Naropa University President Thomas B. Coburn stated, "Both of these special collection preservation initiatives reflect Naropa University's unique contributions to modern culture and support its aspiration to nurture the creative arts and promote the study of world wisdom traditions for greater understanding of ourselves and of how we engage with our world. They are a cornerstone in our becoming a premier center for facilitating broad public access to and scholarly research on some of the most profound trends affecting our lives and the communities in which we live."
The "Save America's Treasures" federal grant to Naropa University is one of 63 projects in 29 states and the District of Columbia to be awarded and the only such grant awarded in Colorado. The grant will be used in support of Naropa University's preservation of its unique collection of audio recordings of American literary figures. One of the leading collections of its kind in the United States, this archive represents 30 years of American literature and cultural criticism that is renewed and revitalized each year by the poets and writers who participate in Naropa University's Summer Writing Program.
Naropa University is working with nationally recognized experts in digital audio preservation and access and library cataloging to provide an index of the archive's holdings to thousands of libraries throughout the United States. The ultimate goal is to provide public access to thousands of hours of performances, lectures and seminars via the web. The university also plans to generate curriculum packets for public school teachers in collaboration with Teachers and Writers, a New York-based organization that places writers in the public schools.

■ Given entries:
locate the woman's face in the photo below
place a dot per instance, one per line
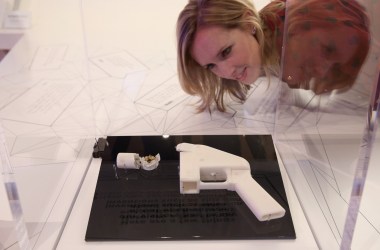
(228, 53)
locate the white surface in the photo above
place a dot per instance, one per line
(75, 230)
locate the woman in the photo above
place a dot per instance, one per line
(225, 45)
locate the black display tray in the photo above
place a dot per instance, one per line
(147, 205)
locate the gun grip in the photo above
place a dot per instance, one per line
(256, 198)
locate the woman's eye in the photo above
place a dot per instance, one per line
(210, 66)
(226, 52)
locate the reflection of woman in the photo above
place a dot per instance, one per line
(225, 45)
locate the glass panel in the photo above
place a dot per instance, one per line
(46, 115)
(330, 58)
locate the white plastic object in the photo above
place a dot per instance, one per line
(204, 167)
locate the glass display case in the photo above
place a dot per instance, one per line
(87, 70)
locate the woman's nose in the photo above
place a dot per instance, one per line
(225, 70)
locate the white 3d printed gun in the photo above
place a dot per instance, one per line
(204, 167)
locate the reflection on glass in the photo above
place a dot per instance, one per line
(321, 46)
(326, 43)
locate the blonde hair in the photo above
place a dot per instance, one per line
(230, 14)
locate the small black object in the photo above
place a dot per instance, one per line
(100, 147)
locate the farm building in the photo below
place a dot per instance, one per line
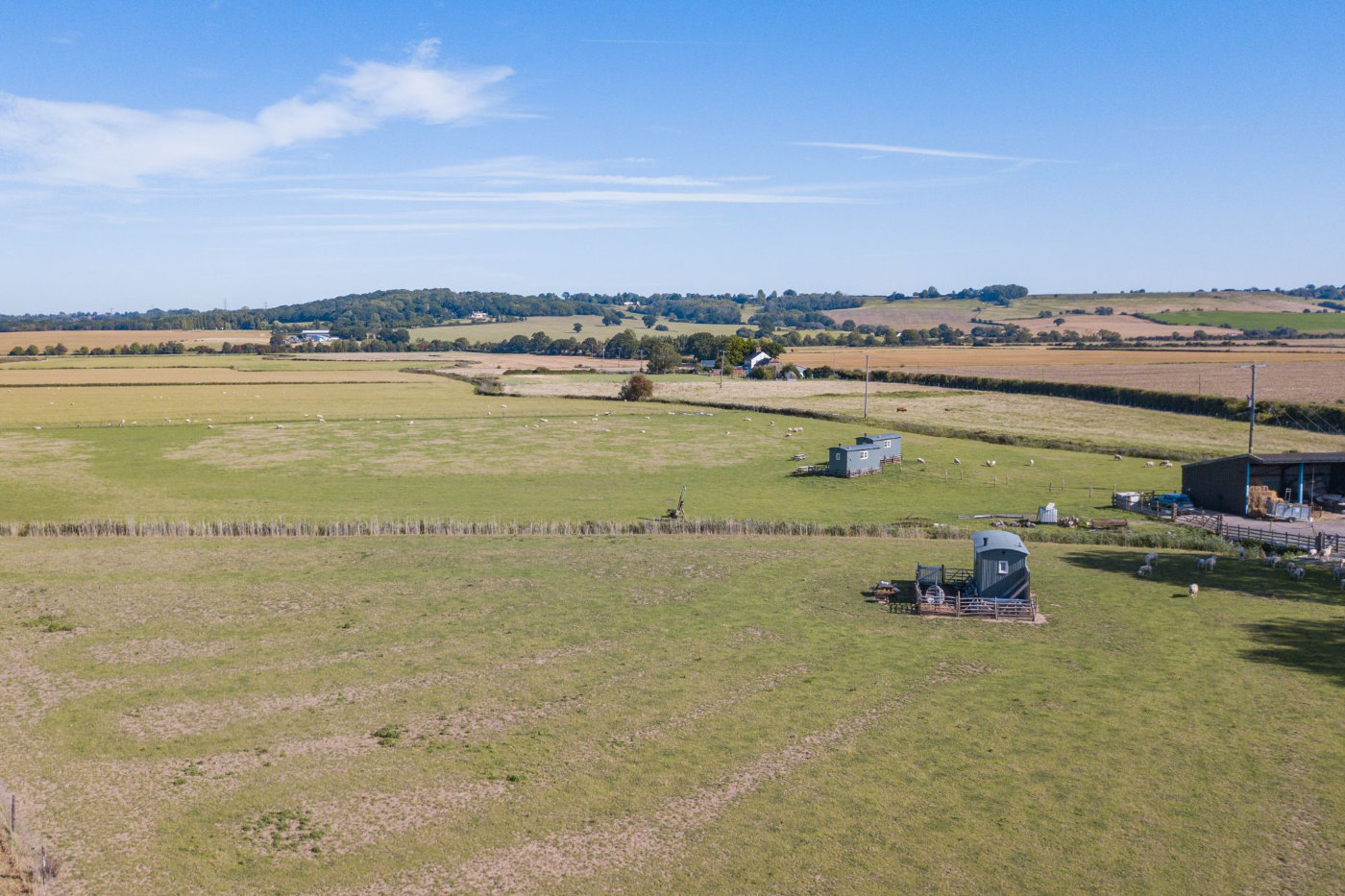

■ What this exercise asks:
A - Quote the passage about Naropa University's preservation grants word for word, starting with "Naropa University is working" and going on through "the public schools.".
B - Translate this sentence from the Naropa University passage into Spanish: "The ultimate goal is to provide public access to thousands of hours of performances, lectures and seminars via the web."
C - Carry on the passage about Naropa University's audio archive, picking up right after its final sentence.

■ Responses to the exercise:
A -
Naropa University is working with nationally recognized experts in digital audio preservation and access and library cataloging to provide an index of the archive's holdings to thousands of libraries throughout the United States. The ultimate goal is to provide public access to thousands of hours of performances, lectures and seminars via the web. The university also plans to generate curriculum packets for public school teachers in collaboration with Teachers and Writers, a New York-based organization that places writers in the public schools.

B - El objetivo final es ofrecer acceso público a miles de horas de actuaciones, conferencias y seminarios a través de la web.

C -
With the "Save America's Treasures" federal award, grant funds given for preservation and public dissemination of this unique collection total $340,000. Other grants have been received from the National Endowment for the Humanities, the National Endowment for the Arts and the National Academy of Recording Arts and Sciences. The collection includes the Beat writers Allen Ginsberg, Gregory Corso, William S. Burroughs, Philip Whalen, Michael McClure, Gary Snyder and Diane diPrima; the San Francisco Renaissance writers Robert Duncan and Robin Blaser; the Black Mountain School writers Robert Creeley and Ed Dorn; the Black Arts Movement writers Amiri Baraka and Lorenzo Thomas; the New York School poets John Ashberry, Kenward Elmslie, Barbara Guest, Kenneth Koch, Bill Berkson, Ted Berrigan, Anne Waldman and Bernadette Mayer; the L=A=N=G=U=A=G=E poets Charles Bernstein and Lyn Hejinian; and more than two generations of their poetic descendants. These groups transformed American literature in the post-World War II period and had an impact on U.S. society arguably unequaled by any arts movement of the past.
Naropa University's partnership with Yesod Foundation is a milestone in its goal of preserving and disseminating the works of spiritual leaders having a profound influence on American life and religious traditions. Yesod Foundation's mission is to bring the deep wisdom of the Jewish tradition to contemporary culture and to advance a viable and vibrant Jewish spirituality. Integral to this mission is the Rabbi Schachter-Shalomi archive project to preserve and make publicly available more than 50 years of Rabbi Schachter-Shalomi's teachings on the restoration and renewal of the deepest levels of Jewish and world spirituality and mediation.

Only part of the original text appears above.